Selected text:
Featured at the conference was speaker after speaker who emphasized the perceived need to “broaden the party.” President Ford himself emphasized his belief that the Republican Party needed to expand ideologically in order to be viable. These comments were widely interpreted as the President’s defense of Rockefeller. Ford also made it fairly clear at the forum that he had decided to seek the nomination in his own right in 1976.

Only Reagan, who was relegated to a Saturday morning speech in a smaller room, took issue with what the intelligentsia of the party was saying at the time. Predictably, he took a different tack than Ford by reiterating the speech he had given just a month earlier to the annual Conservative Political Action Conference. Reagan challenged the assembled Republican Party regulars to stand for one thing to all people and not try to be all things to all people. Nonetheless, Reagan held back and said nothing about the impending campaign.

Hannaford later said, “He was also holding back because of timing. He always had a good sense of timing. He did not want to appear as a spoiler and said so publicly and privately. He really wanted to give Ford a chance and did not wish Ford any ill whatsoever.”
9

No one can really be sure when Reagan made up his mind to run. But sometime in early 1975, he and Deaver were on a plane that commuted between Los Angeles and San Francisco. Whenever he flew, Reagan would sit in the first row so he could talk to people as they boarded the plane. On one occasion, a woman spotted him, embraced him and said, “Oh Governor, you’ve just got to run for President!” As they settled into their seats, Reagan turned to Deaver and said, “Well, I guess I’d better do it.”
10
Nofziger and others were convinced that Reagan would make the effort. Nofziger “just knew” Reagan was going to jump in.

Prompt a:
According to the excerpt on Reagan and Ford, why did Reagan hold back from saying anything about the coming campaign?

[Saved data entries]

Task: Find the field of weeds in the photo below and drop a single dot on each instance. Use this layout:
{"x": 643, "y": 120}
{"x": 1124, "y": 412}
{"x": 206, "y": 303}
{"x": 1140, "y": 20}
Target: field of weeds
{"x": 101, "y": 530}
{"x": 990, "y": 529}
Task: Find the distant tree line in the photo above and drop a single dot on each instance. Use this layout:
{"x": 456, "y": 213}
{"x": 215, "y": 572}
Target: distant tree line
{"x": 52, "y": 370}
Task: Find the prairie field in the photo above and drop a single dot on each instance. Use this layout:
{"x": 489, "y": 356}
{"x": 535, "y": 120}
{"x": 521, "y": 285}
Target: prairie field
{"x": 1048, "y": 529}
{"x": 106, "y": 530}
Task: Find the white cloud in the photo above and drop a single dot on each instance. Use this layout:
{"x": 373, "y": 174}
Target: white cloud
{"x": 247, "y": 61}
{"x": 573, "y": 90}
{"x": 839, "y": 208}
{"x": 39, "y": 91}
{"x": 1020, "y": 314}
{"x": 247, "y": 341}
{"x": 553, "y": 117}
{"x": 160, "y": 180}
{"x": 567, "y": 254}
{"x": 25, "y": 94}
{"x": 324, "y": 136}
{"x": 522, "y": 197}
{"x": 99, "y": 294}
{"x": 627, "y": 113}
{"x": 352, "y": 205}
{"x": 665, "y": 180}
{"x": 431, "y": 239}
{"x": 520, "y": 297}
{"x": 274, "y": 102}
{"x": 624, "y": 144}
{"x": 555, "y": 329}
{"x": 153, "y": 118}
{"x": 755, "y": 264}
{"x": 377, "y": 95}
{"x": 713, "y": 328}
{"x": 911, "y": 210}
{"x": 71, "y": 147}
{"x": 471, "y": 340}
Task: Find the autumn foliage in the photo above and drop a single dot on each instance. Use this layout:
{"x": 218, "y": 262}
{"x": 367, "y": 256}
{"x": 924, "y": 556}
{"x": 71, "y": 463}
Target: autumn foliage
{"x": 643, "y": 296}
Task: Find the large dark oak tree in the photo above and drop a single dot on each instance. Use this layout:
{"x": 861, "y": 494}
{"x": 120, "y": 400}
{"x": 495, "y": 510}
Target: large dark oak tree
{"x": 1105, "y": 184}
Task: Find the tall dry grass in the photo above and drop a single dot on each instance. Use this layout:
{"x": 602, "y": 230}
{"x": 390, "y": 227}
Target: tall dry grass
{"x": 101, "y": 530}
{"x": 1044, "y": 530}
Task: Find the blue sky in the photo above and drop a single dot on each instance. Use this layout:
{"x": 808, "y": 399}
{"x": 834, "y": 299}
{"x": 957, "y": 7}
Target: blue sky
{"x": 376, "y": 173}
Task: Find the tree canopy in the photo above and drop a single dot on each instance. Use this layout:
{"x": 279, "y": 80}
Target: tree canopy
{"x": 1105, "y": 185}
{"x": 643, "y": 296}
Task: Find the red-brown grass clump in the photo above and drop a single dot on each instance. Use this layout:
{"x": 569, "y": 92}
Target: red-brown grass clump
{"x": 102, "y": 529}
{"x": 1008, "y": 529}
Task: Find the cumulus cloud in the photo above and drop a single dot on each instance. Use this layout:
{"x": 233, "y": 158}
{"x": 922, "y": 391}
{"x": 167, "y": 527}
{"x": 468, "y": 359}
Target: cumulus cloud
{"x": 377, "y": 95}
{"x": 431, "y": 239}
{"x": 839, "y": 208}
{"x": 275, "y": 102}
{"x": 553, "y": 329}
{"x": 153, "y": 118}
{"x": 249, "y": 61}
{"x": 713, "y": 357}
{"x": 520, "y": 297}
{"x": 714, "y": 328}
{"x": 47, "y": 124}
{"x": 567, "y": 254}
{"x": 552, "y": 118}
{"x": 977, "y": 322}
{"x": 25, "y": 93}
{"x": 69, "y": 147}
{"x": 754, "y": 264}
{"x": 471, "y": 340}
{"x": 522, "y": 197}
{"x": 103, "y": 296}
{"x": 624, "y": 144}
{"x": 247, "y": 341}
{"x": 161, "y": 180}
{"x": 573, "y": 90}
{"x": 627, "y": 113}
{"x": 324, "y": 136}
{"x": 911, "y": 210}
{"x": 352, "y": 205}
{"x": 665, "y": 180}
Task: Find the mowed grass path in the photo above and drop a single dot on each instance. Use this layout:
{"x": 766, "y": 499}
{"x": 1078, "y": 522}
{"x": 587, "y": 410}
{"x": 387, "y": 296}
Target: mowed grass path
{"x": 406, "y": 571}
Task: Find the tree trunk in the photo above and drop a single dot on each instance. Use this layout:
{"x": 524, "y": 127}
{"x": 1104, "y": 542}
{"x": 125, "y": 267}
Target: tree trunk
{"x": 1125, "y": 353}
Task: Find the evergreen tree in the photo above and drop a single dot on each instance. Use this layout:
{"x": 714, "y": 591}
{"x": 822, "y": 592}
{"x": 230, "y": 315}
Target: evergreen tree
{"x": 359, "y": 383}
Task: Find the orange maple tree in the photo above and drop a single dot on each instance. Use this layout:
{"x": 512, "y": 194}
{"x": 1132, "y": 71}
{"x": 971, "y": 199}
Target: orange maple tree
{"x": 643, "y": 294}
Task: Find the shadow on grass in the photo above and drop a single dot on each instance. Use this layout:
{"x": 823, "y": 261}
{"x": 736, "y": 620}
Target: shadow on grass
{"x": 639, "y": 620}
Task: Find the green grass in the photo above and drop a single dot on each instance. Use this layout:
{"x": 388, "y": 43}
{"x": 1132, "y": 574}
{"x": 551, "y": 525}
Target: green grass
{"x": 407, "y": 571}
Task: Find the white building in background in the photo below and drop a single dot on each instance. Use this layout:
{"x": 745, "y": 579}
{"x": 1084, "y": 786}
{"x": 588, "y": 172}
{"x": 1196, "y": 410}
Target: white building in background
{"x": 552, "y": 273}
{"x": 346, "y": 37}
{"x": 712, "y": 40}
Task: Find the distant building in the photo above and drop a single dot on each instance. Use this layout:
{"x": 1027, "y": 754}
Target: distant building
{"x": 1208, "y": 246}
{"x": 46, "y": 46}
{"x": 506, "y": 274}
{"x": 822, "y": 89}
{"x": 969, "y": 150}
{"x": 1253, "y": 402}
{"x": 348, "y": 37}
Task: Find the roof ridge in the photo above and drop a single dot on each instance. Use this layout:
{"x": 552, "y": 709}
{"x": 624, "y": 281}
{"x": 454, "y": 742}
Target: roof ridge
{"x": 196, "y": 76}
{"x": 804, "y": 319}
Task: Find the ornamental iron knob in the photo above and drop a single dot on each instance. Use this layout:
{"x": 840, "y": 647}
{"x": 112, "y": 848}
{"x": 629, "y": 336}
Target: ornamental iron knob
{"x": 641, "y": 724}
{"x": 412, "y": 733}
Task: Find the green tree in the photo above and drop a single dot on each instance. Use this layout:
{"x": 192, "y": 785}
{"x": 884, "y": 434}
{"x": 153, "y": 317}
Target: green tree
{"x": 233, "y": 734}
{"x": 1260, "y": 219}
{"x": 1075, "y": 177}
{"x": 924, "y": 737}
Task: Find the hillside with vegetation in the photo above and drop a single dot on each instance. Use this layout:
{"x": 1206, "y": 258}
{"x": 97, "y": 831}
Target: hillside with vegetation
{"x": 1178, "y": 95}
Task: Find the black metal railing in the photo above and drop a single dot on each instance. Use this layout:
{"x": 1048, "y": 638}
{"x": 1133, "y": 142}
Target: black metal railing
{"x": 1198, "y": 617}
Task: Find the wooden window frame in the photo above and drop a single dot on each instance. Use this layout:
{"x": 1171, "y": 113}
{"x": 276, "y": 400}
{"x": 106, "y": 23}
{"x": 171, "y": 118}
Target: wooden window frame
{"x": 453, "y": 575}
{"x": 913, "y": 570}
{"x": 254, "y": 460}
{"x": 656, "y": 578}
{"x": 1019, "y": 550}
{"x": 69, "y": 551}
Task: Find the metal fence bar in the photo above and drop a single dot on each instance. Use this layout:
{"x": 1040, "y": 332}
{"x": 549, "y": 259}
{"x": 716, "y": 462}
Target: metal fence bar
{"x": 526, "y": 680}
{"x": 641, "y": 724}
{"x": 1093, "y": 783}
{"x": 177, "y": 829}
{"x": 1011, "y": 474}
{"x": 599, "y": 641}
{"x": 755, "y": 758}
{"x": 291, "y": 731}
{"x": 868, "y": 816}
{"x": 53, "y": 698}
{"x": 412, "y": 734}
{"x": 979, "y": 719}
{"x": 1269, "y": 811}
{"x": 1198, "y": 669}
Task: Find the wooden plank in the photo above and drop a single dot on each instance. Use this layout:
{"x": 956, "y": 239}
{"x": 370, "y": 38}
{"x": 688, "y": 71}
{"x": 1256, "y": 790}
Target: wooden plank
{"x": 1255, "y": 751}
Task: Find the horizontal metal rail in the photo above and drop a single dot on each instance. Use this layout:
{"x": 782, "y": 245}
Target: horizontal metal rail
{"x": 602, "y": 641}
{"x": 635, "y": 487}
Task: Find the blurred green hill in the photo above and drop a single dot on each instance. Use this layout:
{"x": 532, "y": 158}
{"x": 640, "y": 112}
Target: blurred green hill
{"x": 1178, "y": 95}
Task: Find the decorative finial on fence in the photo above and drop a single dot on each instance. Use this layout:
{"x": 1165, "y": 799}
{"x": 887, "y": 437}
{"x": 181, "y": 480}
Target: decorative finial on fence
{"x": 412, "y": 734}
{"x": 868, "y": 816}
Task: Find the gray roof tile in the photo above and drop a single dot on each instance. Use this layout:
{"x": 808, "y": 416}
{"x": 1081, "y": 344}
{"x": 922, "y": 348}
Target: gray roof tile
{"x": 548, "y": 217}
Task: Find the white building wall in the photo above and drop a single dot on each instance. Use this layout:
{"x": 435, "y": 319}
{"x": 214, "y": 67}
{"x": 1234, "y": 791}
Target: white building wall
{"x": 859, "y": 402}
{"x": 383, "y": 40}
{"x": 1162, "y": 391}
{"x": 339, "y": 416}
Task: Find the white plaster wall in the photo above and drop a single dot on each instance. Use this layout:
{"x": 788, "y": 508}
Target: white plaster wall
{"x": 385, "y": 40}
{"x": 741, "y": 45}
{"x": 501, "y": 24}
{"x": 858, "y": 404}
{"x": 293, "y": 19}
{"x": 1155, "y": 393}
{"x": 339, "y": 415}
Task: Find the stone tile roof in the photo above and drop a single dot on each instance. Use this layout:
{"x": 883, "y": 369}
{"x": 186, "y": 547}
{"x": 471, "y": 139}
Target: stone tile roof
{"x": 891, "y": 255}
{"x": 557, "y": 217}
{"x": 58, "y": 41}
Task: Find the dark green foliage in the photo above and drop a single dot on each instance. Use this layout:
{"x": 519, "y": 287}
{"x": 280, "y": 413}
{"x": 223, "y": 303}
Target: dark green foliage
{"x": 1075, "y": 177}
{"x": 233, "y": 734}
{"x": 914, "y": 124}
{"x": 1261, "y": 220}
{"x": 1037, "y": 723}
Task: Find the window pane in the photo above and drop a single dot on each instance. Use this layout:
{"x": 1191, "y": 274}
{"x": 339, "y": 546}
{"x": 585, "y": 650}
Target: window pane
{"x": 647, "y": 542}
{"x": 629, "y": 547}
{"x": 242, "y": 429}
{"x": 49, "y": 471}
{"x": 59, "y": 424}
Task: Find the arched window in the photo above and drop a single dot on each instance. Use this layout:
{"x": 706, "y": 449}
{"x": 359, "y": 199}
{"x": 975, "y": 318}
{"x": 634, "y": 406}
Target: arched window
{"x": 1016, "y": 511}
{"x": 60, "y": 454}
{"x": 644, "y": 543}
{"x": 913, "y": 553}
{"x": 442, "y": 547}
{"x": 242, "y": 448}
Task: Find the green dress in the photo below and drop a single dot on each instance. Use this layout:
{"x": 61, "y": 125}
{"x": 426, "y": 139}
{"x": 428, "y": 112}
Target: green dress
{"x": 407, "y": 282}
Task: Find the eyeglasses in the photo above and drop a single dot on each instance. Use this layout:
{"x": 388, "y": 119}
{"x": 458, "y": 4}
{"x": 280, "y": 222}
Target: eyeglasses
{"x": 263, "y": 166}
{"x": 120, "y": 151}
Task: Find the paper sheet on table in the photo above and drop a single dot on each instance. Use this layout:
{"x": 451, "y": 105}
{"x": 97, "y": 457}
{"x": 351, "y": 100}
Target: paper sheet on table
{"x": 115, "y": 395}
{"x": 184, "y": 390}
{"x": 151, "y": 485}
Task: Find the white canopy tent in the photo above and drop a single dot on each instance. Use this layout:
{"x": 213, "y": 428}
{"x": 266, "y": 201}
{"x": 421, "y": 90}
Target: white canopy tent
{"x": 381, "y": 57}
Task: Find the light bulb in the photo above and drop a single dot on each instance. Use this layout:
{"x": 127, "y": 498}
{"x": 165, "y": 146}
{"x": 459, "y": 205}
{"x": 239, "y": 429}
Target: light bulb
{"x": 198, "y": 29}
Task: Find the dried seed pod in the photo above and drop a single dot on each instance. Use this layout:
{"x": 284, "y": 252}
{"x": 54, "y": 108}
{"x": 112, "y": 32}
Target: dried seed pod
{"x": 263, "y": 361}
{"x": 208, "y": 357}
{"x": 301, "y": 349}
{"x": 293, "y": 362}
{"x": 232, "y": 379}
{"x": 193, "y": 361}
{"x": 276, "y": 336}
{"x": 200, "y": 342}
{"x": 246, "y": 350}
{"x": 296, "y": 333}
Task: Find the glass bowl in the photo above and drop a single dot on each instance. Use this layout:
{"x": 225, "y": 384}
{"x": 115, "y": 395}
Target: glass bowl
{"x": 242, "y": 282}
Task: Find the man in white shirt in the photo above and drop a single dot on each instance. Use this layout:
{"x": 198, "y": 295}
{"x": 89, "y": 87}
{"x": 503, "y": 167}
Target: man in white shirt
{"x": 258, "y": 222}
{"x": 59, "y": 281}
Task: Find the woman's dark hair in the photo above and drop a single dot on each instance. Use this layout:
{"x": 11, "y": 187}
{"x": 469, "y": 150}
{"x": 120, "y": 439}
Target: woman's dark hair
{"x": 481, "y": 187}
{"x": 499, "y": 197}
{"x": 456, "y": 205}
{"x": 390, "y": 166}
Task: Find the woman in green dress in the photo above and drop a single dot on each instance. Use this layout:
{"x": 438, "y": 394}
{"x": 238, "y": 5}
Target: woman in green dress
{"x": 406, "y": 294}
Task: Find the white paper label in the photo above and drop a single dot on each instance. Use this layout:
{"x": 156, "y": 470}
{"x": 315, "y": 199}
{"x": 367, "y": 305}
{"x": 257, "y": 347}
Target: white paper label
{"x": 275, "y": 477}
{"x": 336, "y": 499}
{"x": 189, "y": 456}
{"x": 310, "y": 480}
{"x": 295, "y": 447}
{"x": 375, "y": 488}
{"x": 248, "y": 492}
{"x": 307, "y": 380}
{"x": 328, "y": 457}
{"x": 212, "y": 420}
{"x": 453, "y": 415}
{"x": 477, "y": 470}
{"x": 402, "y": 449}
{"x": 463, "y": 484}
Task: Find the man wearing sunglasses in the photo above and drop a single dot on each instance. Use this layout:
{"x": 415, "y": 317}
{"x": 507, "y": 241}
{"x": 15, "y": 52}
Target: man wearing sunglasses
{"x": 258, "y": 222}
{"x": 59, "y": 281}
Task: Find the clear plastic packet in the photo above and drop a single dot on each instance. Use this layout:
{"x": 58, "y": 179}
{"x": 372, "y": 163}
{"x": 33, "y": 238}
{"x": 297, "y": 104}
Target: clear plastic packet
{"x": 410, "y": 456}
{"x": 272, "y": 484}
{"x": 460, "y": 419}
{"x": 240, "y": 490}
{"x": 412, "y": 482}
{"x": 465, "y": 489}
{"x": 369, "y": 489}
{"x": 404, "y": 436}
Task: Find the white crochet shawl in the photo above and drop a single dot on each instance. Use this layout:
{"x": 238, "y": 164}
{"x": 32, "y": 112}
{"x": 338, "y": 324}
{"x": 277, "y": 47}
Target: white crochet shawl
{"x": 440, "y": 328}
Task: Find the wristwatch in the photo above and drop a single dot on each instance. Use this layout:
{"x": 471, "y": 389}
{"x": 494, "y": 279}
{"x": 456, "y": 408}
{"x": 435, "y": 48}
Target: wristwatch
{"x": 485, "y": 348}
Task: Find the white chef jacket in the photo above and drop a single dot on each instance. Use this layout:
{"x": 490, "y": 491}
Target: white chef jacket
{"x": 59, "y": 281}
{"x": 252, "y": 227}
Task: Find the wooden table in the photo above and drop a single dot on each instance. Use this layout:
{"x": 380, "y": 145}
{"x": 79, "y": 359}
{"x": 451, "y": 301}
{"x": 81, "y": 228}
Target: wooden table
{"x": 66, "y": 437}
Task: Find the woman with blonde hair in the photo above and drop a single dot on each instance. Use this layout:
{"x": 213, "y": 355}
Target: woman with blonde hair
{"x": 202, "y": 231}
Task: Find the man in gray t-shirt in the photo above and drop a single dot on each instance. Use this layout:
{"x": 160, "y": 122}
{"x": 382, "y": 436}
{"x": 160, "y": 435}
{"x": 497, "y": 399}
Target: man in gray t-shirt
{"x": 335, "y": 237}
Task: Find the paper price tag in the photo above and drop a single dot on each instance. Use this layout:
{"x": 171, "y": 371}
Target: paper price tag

Prompt b:
Reproduce the records word for word, from the line containing "Task: Find the wooden table" through the last line of the records.

Answer a:
Hannaford said that Reagan held back partly because of timing, which he always had a good sense of. Reagan did not want to look like a spoiler. He wanted to give Ford a chance and did not wish him any ill.

Answer b:
Task: Find the wooden table in the photo above and drop a single dot on each instance. Use this layout:
{"x": 380, "y": 145}
{"x": 79, "y": 359}
{"x": 451, "y": 301}
{"x": 81, "y": 228}
Target: wooden table
{"x": 66, "y": 437}
Task: Find the woman with blonde hair in the photo above and drop a single dot on each instance. Use this layout:
{"x": 213, "y": 355}
Target: woman with blonde hair
{"x": 202, "y": 231}
Task: Find the man in gray t-shirt in the photo above and drop a single dot on each instance. Use this layout:
{"x": 160, "y": 122}
{"x": 382, "y": 436}
{"x": 160, "y": 435}
{"x": 497, "y": 399}
Target: man in gray t-shirt
{"x": 335, "y": 237}
Task: Find the paper price tag in the photo above and drop a single dot on each instance. Use this layout:
{"x": 171, "y": 371}
Target: paper price tag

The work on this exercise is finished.